■ **ПРЕДЛОЖЕННЫЙ ТЕКСТ**:
Оленей старались тогда не терять, потому что без них не прожить, это единственный транспорт. Дорог-то с машинами не было. Опять же дрова – на чём из леса их везти? А топить печку надо каждый день, в том числе и летом, чтобы пищу сварить и углей для самовара наморить. Без самовара-то какая жизнь?

– У вас в семье сколько оленей было?

– Всю войну мама держала три-четыре олешка, а также корову с овцами, этим и спасались. Ещё мы, дети, ставили силки на куропаток. Во время войны дичи здесь было видимо-невидимо, словно сама природа нам помогала. Но давайте в избу-то зайдём.

«Здесь всё моё»

В горнице просторно, из мебели только скамейки да стол с иконкой Божией Матери. Посередине монументальная печь, воздвигнутая на отдельном фундаменте, поскольку от её тяжести весь дом может покривиться. Печь, в отличие от среднерусских, горбатая – с «бочкой», сводчатым навершием. «Бочка» эта нужна, чтобы тепло не в трубу улетало, а сохранялось на всю ночь. Понятно, что спать на такой печи невозможно, скатишься вниз. Поэтому над ней ставили деревянные полати.

– Обратите внимание, два окна устроены с восточной стороны – это чтобы солнце взошло и сразу в доме появилось. А на запад только одно смотрит. Утро весь день кормит.

– Раньше стекла не было, и откуда здесь слюду брали? – интересуется Игорь.

– Думаю, лопари привозили. Они по всему полуострову кочевали и знали, где что лежит. В 80 километрах отсюда есть место, которое так и называется – Слюдянка. Когда я Афанасьевскую церковь ремонтировал, то начал с исследования её старого фундамента. И нашёл там кусочки слюды. То есть после 1597 года, когда старая церковь была построена, слюду в Варзуге ещё использовали.

– Говорят, Успенскую церковь вы тоже защищали, перед трактором даже встали…

– Это кто говорит? Разное тут бают: вот коммунист, а за церковь радеет. Так что же, что коммунист? Расскажу коротко о себе.

По профессии я строитель-реставратор местного значения. Эту профессию получил в молодости. С самой древности здесь были великие мастера топора, сумевшие ещё в 1674 году одним топором и долотом построить Успенскую церковь, шедевр Русского Севера. А по образованию я тренер по лыжному спорту, заканчивал Центральную школу тренеров в посёлке Малаховка Московской области. После этого двенадцать лет работал школьным физруком в Умбе и организовывал там спортивно-юношескую школу, которая действует поныне. В 1975 году я вернулся обратно в Варзугу. Здесь меня избрали секретарём партийной организации двух сёл, Варзуги и Кузомени. Потом выбрали председателем колхоза «Всходы коммунизма», был им до 1987 года. Выйдя на пенсию, задумался: а чем заняться? У меня всегда стоял вопрос в голове; для меня Варзуга – это не просто отчий дом, а это история. Начал я изучать её.

■ **ЗАДАНИЯ**:
A. В каком году, согласно тексту о Варзуге, была построена Успенская церковь?
B. Согласуются ли с текстом о Варзуге следующие утверждения? (i) На запад в горнице смотрят два окна. (ii) Печь в горнице стоит на отдельном фундаменте. (iii) Председателем колхоза «Всходы коммунизма» рассказчик был до 1987 года. На каждое ответьте «да» или «нет» и приведите решающие слова текста.
C. Перепишите отрывок из текста о Варзуге: начните с места, где стоят слова «Оленей старались тогда», и остановитесь после слов «в избу-то зайдём.».

■ **РАЗДЕЛ ДАННЫХ**:
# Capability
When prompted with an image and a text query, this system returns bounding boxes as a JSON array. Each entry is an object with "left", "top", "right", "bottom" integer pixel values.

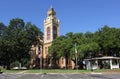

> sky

[{"left": 0, "top": 0, "right": 120, "bottom": 35}]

■ **ОТВЕТЫ ПО ЗАДАНИЯМ**:
A. В 1674 году.

B.
(i) Нет: «А на запад только одно смотрит».
(ii) Да: «Посередине монументальная печь, воздвигнутая на отдельном фундаменте».
(iii) Да: «Потом выбрали председателем колхоза «Всходы коммунизма», был им до 1987 года».

C.
Оленей старались тогда не терять, потому что без них не прожить, это единственный транспорт. Дорог-то с машинами не было. Опять же дрова – на чём из леса их везти? А топить печку надо каждый день, в том числе и летом, чтобы пищу сварить и углей для самовара наморить. Без самовара-то какая жизнь?

– У вас в семье сколько оленей было?

– Всю войну мама держала три-четыре олешка, а также корову с овцами, этим и спасались. Ещё мы, дети, ставили силки на куропаток. Во время войны дичи здесь было видимо-невидимо, словно сама природа нам помогала. Но давайте в избу-то зайдём.